(SELECTED EXCERPT)

Re: [PATCH] docs: license-rules.txt: cover SPDX headers on Python scripts
From: Greg Kroah-Hartman
Date: Thu Sep 05 2019 - 05:27:09 EST
On Thu, Sep 05, 2019 at 06:23:13AM -0300, Mauro Carvalho Chehab wrote:
> The author of the license-rules.rst file wanted to be very restrict
> with regards to the location of the SPDX header. It says that
> the SPDX header "shall be added at the first possible line in
> a file which can contain a comment". Not happy with this already
> restrictive requiement, it goes further:
>
> "For the majority of files this is the first line, except for
> scripts", opening an exception to have the SPDX header at the
> second line, if the first line starts with "#!".
>
> Well, it turns that this is too restrictive for Python scripts,
> and may cause regressions if this would be enforced.
>
> As mentioned on:
> https://stackoverflow.com/questions/728891/correct-way-to-define-python-source-code-encoding
>
> Python's PEP-263 [1] dictates that an script that needs to default to
> UTF-8 encoding has to follow this rule:
>
> 'Python will default to ASCII as standard encoding if no other
> encoding hints are given.

(INSTRUCTION)
In the SPDX header discussion above, under what condition may the SPDX header be placed on the second line of a file? The lines that follow come from a separate source.

(DATA)
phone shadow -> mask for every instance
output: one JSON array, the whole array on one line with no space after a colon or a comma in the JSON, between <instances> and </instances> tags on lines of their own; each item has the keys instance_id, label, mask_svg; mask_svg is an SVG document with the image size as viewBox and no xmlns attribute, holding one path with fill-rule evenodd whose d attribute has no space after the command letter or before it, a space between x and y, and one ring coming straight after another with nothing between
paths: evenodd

(EXERCISE ANSWER)
When the first line of the file starts with "#!".